**Goal of the exercise**:
Write out every line below again, requests included but with the pictures left out, and shift each point coordinate in the answers by adding 78 to both of its numbers.

•••

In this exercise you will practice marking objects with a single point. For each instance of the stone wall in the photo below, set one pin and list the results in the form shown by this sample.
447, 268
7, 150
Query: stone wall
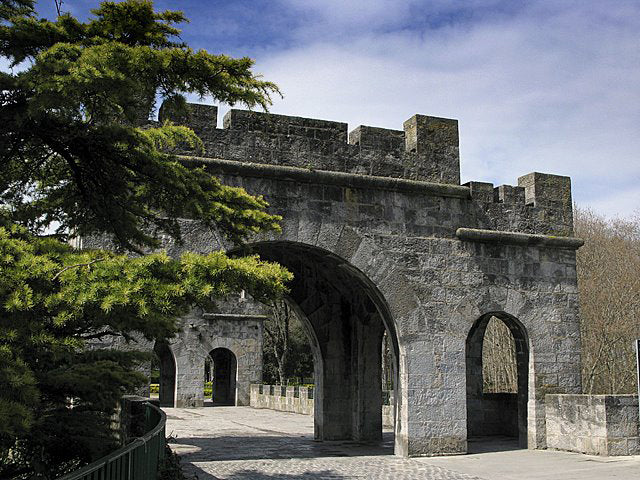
300, 400
381, 237
593, 424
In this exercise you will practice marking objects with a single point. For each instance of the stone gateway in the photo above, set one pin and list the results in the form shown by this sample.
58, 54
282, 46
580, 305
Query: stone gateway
381, 237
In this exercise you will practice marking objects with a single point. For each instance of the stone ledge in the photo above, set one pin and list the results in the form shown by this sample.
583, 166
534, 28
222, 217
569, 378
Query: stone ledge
351, 180
514, 238
233, 316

•••

**Complete output**:
In this exercise you will practice marking objects with a single point. For each instance of the stone wall in the photo below, set one pin and list the results in the form shown by this sample.
447, 268
7, 150
Query: stone wall
378, 478
459, 315
671, 502
In this exercise you will practice marking objects with a single point. For each instance of the stone gateway in the photo above, set one pin and list the results in the form shown by this sample.
58, 54
282, 46
580, 305
Query: stone gateway
459, 315
In this exercise you will practice marking objects with a single point. For each instance of the stone ledge in the photo above, set one pin and list the results in the form shown by this sample.
583, 166
534, 28
222, 217
569, 378
Query: stone ledge
429, 258
592, 316
311, 394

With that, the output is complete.